___ Ausgewählter Textauszug ___

Sport 2: In Ellwangen entsteht eine Kunstrasenfläche aus biobasierten Materialien

Kunststoffrasen - pflegeleicht und zu jeder Jahreszeit bespielbar. Bild: mtaira – stock.adobe.com

Mit einem biobasierten, biologisch abbaubaren Kunststoffrasensystem will die Stadt Ellwangen den Austrag von Mikroplastik in die Umwelt reduzieren und eine nachhaltige, zukunftsfähige Alternative für neue Sportplätze mit Kunststoffrasen schaffen. Die Entwicklung des Systems übernehmen der Biopolymerhersteller TECNARO und das Institut für Kunststofftechnik der Universität Stuttgart. 

Sportplätze aus Kunstrasen stellt man bislang aus fossilen Ressourcen her. Ellwangen plant nun den deutschlandweit ersten Kunstrasenplatz, der nahezu vollständig aus biobasierten Werkstoffen bestehen wird. Der Modellplatz soll mindestens dieselben sporttechnischen Eigenschaften aufweisen wie die herkömmlichen Pendants und als Vorbild und Anschauungsobjekt dienen.

Kunststoffrasen sind mehrschichtig aufgebaut

In der obersten Faserschicht befindet sich ein Einstreugranulat (Infill), das dort für Stabilität und Elastizität sorgt und gleichzeitig der Hauptverursacher des Mikroplastikaustrags ist. Die Entwicklung eines biobasierten und biologisch abbaubaren Infills steht deshalb im Zentrum des Projektes. Das Projektteam setzt hier auf die Arboblend®-Werkstoffe von Tecnaro als Grundlage für ihr neues Material. Ziel ist eine biologische Abbaubarkeit von 90 Prozent, im Erdreich innerhalb von 24 Monaten bzw. im Wasser innerhalb von sechs Monaten. Die größte Herausforderung besteht allerdings darin, dass der biologische Abbau erst einsetzt, wenn das Infill in die Umwelt gelangt.

Daneben sucht das Forscherteam auch für die Faserschicht des Kunststoffrasens nach biobasierten Alternativen. Es gilt, Bio-Compounds mit passenden technischen Eigenschaften zu finden und sie optimal zu additiveren. Bei den Materialien ist insbesondere eine hohe Temperaturbeständigkeit für die Sommermonate erforderlich. Für die Elastikschicht sollen sortenreine hochwertige Rezyklate genutzt werden.

___ Auszüge der Einträge ___

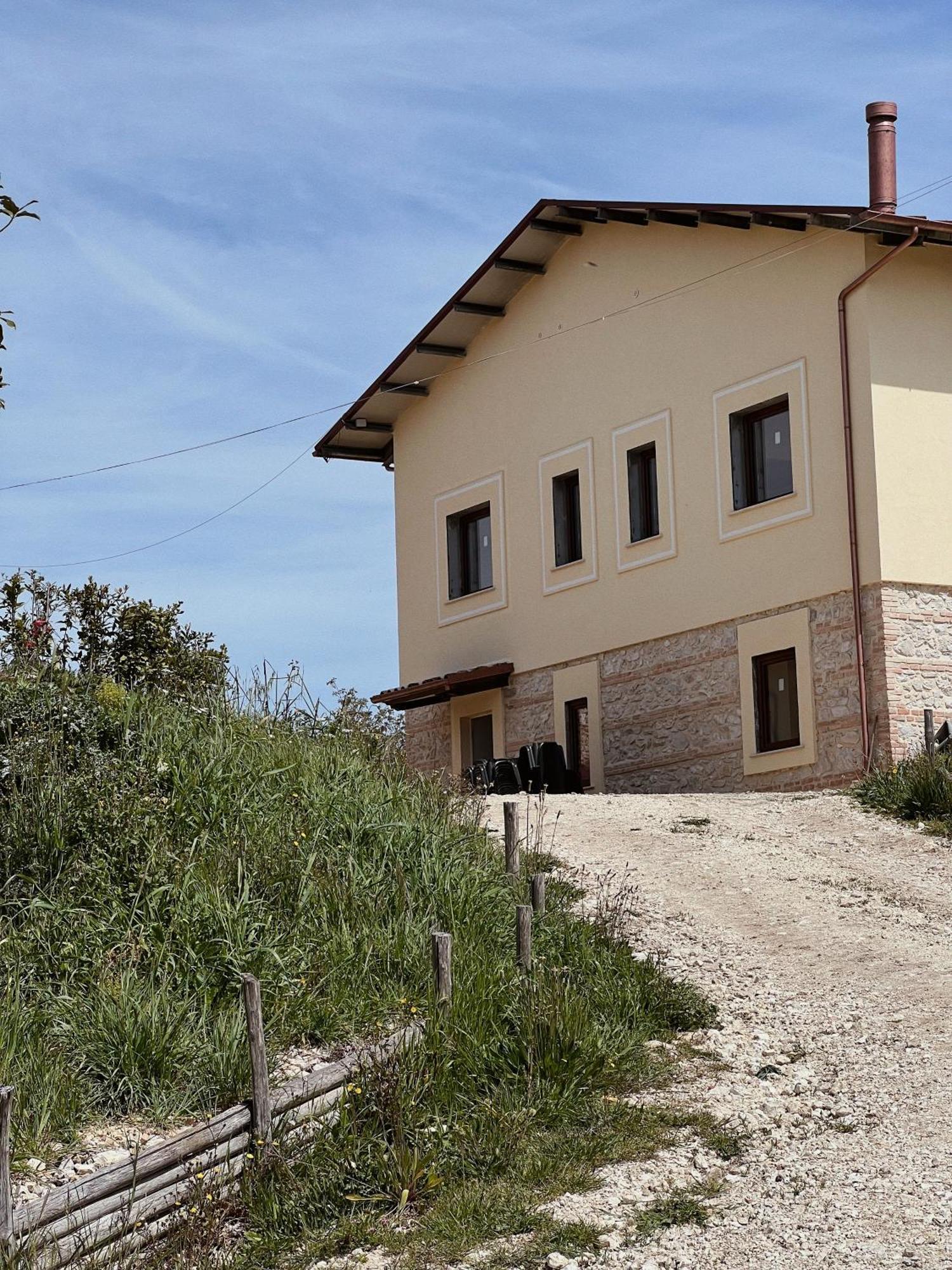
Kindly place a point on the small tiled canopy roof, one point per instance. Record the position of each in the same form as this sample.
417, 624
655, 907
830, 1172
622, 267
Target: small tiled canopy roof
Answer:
365, 431
442, 688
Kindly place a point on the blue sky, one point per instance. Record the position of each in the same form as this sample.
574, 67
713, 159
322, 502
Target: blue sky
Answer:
248, 209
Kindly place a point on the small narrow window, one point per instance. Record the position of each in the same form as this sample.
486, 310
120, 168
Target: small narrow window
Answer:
567, 516
470, 552
480, 739
577, 740
777, 714
643, 493
762, 465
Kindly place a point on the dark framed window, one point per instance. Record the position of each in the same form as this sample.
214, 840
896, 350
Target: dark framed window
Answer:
643, 493
567, 518
776, 711
470, 552
762, 465
577, 740
480, 739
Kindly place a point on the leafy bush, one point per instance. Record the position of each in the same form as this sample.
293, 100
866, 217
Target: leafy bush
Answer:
918, 788
154, 846
98, 632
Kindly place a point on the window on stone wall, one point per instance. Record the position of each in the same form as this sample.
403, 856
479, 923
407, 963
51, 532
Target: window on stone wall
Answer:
762, 464
470, 552
776, 709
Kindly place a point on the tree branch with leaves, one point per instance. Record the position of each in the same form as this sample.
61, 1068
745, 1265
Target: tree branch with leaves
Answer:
13, 211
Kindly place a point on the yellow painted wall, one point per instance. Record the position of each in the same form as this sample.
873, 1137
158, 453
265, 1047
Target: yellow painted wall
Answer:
911, 359
505, 416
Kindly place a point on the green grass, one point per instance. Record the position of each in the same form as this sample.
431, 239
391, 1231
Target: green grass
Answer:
154, 850
918, 788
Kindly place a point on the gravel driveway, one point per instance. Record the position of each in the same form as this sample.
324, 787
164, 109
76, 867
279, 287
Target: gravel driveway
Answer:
823, 934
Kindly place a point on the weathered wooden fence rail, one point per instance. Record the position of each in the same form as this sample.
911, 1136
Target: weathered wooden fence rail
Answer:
115, 1207
122, 1208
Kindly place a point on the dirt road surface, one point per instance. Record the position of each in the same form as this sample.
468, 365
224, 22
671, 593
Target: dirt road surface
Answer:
824, 935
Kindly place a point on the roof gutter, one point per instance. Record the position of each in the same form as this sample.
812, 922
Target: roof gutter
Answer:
851, 483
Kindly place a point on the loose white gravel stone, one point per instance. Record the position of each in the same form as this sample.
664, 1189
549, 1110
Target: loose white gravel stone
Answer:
823, 935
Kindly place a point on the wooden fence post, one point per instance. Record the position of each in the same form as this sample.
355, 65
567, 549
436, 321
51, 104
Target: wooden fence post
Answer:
929, 721
524, 937
511, 825
539, 895
442, 949
261, 1094
6, 1168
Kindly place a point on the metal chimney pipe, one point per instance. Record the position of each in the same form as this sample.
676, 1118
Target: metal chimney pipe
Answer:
882, 117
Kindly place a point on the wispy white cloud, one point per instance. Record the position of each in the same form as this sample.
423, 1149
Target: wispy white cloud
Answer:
248, 209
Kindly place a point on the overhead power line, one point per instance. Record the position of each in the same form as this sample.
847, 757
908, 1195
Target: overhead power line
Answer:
762, 258
751, 262
171, 538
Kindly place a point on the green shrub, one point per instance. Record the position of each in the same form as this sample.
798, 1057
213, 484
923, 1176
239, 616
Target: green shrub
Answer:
154, 848
918, 788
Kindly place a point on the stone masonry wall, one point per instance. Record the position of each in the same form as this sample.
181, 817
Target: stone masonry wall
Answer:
427, 737
671, 708
917, 634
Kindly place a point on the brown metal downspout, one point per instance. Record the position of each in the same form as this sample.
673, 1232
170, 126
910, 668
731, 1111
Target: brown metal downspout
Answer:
851, 483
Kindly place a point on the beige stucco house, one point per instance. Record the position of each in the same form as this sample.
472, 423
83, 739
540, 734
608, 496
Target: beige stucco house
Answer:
640, 511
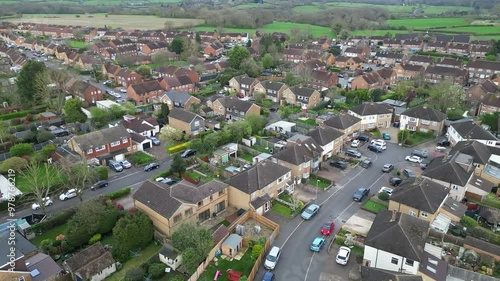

___

Aufgaben:
1. Welche Beteiligten an dem Vorhaben nennt der Artikel über den Ellwanger Kunstrasen? Führe alle auf.
2. Gib aus dem Artikel über den Ellwanger Kunstrasen alles von „Sportplätze aus Kunstrasen“ bis hinunter zu „und Anschauungsobjekt dienen.“ wortgetreu wieder.
3. Setze den Artikel über den Ellwanger Kunstrasen nach seinem letzten Satz fort.
Die Einträge werden hier nicht gebraucht.

Lösungen je Aufgabe:
1.
- Stadt Ellwangen
- Biopolymerhersteller TECNARO
- Institut für Kunststofftechnik der Universität Stuttgart

2.
Sportplätze aus Kunstrasen stellt man bislang aus fossilen Ressourcen her. Ellwangen plant nun den deutschlandweit ersten Kunstrasenplatz, der nahezu vollständig aus biobasierten Werkstoffen bestehen wird. Der Modellplatz soll mindestens dieselben sporttechnischen Eigenschaften aufweisen wie die herkömmlichen Pendants und als Vorbild und Anschauungsobjekt dienen.

3.
Während des Projektes überprüfen die Forschenden den tatsächlichen Kunststoffaustrag vom Platz und dessen Umweltauswirkungen. Sie erstellen eine Ökobilanz für ihr Kunststoffrasensystem und initiieren einen Dialog zwischen den Bürger/-innen und Nutzer/-innen des Platzes im Sinne einer Aus- und Weiterbildung für eine nachhaltige Entwicklung.

Hintergrund: Mikroplastik, also kleinste Kunststoffteile, reichern sich immer mehr in der Umwelt an. Sie stammen aus verschiedensten Quellen. Zum Mikroplastik zählt auch das Kunststoffgranulat (Infill), das für die Befüllung von Kunstrasenflächen eingesetzt und von dort durch Regenfälle, Wind, Schuhe und Bälle unkontrolliert in die Umwelt ausgetragen wird. Nach Angaben der Europäischen Chemieagentur (ECHA) verursachen Kunststoffrasenplätze europaweit jährlich 16.000 Tonnen Mikroplastik-Austrag. Die ECHA hat daher der EU-Kommission ein Verbot des Einsatzes von Kunststoffgranulat auf Kunststoffrasenflächen empfohlen.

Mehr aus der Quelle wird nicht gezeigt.